> **Excerpted data**:
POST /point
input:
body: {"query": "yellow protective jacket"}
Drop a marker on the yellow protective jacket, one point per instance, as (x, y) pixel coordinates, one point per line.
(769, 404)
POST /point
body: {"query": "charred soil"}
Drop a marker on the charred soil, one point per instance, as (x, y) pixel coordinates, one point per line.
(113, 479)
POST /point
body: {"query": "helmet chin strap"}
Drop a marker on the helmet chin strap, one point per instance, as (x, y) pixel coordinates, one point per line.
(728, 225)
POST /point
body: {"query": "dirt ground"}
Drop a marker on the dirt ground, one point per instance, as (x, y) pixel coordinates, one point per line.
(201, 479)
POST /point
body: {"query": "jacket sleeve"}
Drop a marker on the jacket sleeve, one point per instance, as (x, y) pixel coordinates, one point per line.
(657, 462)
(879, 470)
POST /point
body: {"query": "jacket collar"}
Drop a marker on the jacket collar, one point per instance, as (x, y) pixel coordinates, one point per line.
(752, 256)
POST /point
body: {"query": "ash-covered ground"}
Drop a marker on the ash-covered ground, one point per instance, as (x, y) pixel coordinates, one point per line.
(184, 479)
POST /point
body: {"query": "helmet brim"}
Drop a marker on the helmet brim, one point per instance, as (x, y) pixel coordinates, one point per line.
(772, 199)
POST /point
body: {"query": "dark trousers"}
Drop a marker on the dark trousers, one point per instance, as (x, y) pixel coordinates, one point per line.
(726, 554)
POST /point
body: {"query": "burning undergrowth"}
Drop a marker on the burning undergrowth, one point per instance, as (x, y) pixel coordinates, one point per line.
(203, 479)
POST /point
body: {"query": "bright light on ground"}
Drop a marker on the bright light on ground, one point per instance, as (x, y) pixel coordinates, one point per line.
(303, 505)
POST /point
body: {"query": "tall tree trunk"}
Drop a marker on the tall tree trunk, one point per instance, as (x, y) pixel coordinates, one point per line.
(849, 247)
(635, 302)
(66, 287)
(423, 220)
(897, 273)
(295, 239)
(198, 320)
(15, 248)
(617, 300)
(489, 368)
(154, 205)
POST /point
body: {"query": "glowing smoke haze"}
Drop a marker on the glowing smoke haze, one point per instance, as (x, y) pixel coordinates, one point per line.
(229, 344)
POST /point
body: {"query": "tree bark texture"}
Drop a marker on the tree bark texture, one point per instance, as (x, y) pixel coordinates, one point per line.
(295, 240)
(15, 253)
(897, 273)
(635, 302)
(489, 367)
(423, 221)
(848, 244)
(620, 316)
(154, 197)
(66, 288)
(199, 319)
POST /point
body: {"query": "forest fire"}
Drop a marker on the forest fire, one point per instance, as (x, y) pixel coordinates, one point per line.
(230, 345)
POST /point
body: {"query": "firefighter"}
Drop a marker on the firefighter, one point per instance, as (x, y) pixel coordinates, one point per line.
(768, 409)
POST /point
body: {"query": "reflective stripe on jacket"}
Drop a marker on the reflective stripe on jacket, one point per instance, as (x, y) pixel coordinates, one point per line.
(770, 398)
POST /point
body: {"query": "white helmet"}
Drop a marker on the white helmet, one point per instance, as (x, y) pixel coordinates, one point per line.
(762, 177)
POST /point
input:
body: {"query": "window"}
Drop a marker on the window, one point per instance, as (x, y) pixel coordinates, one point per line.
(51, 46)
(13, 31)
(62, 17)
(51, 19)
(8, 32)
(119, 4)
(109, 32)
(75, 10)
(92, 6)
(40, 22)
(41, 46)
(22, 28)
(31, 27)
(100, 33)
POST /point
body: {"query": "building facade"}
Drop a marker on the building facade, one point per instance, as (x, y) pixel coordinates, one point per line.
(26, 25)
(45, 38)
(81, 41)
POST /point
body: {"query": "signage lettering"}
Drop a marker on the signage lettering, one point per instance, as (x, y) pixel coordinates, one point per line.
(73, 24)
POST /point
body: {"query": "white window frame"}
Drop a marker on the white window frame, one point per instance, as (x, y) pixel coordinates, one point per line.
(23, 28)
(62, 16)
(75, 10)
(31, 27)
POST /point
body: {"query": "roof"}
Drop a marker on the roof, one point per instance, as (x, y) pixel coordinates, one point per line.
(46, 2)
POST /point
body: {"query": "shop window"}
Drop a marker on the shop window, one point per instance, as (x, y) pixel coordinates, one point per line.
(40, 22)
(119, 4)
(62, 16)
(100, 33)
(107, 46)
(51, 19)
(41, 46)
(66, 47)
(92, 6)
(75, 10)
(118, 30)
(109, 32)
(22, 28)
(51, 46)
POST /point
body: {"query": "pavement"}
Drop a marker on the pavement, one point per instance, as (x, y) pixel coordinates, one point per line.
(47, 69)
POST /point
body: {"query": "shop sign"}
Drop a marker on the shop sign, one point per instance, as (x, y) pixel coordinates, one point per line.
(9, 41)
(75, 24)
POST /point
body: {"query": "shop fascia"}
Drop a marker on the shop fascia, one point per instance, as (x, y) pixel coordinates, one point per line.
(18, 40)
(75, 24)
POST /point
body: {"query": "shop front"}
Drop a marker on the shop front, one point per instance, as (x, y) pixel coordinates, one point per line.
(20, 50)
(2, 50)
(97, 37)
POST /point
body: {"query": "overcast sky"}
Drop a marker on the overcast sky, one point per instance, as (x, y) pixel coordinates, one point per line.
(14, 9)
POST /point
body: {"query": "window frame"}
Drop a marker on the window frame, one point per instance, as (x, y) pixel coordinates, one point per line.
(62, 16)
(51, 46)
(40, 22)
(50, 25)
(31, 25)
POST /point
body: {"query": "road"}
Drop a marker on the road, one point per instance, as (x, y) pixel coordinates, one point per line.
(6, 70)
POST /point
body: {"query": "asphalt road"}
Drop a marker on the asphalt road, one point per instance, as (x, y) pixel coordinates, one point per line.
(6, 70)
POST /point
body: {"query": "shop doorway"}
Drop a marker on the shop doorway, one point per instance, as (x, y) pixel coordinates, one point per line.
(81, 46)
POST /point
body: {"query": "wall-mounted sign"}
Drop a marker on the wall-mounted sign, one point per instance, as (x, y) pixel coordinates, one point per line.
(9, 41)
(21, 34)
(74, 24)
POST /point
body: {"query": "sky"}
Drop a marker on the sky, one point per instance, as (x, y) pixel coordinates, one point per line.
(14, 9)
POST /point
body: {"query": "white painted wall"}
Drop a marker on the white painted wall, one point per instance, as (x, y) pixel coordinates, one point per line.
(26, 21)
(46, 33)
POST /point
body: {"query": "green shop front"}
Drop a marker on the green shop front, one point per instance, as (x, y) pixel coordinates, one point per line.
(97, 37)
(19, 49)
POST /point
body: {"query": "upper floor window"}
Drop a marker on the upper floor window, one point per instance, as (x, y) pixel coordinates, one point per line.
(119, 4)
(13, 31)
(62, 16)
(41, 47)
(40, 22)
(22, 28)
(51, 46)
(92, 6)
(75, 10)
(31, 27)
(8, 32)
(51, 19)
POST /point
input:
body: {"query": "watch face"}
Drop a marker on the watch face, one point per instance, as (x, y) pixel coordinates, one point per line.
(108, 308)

---

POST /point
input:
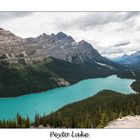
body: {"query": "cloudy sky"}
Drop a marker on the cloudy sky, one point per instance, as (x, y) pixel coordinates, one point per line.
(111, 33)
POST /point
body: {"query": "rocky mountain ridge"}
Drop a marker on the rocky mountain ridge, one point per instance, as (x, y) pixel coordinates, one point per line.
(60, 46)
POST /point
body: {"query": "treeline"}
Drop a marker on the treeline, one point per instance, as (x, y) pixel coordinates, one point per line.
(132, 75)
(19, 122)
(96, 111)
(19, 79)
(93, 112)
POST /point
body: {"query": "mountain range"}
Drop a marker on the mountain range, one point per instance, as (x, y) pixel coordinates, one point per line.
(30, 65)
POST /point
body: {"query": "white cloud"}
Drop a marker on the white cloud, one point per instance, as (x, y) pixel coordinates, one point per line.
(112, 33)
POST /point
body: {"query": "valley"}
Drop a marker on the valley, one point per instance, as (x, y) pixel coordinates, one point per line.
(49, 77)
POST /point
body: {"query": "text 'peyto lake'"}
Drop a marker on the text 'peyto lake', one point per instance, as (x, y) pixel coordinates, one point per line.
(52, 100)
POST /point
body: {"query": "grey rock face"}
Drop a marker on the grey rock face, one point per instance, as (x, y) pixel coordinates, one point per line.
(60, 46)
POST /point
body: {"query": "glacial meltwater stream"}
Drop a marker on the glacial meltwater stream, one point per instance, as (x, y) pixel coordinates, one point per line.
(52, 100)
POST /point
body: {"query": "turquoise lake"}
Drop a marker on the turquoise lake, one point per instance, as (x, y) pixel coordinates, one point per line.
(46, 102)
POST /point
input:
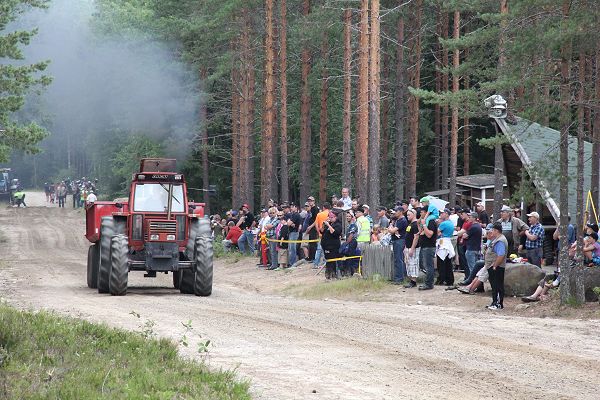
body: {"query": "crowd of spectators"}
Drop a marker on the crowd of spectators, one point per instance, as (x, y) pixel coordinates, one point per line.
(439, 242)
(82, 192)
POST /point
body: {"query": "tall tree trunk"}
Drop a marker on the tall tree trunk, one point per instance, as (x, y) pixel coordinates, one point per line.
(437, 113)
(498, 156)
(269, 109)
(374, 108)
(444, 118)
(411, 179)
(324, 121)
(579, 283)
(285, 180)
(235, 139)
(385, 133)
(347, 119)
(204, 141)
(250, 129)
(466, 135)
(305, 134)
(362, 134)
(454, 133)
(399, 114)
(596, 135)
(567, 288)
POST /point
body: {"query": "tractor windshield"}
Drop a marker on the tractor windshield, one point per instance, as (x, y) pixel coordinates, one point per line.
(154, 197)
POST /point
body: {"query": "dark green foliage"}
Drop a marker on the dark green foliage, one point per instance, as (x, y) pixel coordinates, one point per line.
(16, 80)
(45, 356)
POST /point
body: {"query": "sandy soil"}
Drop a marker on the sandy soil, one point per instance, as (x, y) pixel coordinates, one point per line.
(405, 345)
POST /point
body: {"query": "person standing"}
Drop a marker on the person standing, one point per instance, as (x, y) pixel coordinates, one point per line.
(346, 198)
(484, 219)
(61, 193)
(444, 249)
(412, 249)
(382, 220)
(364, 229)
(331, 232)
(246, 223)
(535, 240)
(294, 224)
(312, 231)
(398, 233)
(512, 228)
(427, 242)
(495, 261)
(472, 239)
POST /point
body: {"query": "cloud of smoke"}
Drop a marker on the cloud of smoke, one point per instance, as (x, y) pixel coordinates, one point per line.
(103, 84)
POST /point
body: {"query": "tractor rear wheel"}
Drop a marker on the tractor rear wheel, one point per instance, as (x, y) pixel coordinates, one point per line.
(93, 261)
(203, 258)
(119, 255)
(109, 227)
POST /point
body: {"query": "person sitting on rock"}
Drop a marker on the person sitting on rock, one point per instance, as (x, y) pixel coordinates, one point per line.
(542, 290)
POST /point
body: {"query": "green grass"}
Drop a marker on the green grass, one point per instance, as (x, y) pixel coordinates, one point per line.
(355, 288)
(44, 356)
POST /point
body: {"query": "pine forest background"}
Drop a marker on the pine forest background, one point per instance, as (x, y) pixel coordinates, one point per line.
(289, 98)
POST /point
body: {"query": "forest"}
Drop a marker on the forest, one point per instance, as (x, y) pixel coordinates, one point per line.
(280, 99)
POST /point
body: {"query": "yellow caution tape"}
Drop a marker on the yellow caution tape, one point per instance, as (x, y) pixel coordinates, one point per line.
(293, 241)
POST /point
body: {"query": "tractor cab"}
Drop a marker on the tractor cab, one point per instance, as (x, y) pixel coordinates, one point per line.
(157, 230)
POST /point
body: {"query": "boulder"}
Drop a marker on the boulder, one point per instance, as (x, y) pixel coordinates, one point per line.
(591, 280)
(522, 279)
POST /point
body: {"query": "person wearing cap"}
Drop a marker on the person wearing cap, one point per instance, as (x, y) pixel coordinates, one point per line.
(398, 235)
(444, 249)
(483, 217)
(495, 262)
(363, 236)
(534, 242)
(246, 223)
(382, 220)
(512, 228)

> **Brief**:
How many lines in the records above contain the string "building"? Case counts. Reply with the number only.

> **Output of the task**:
2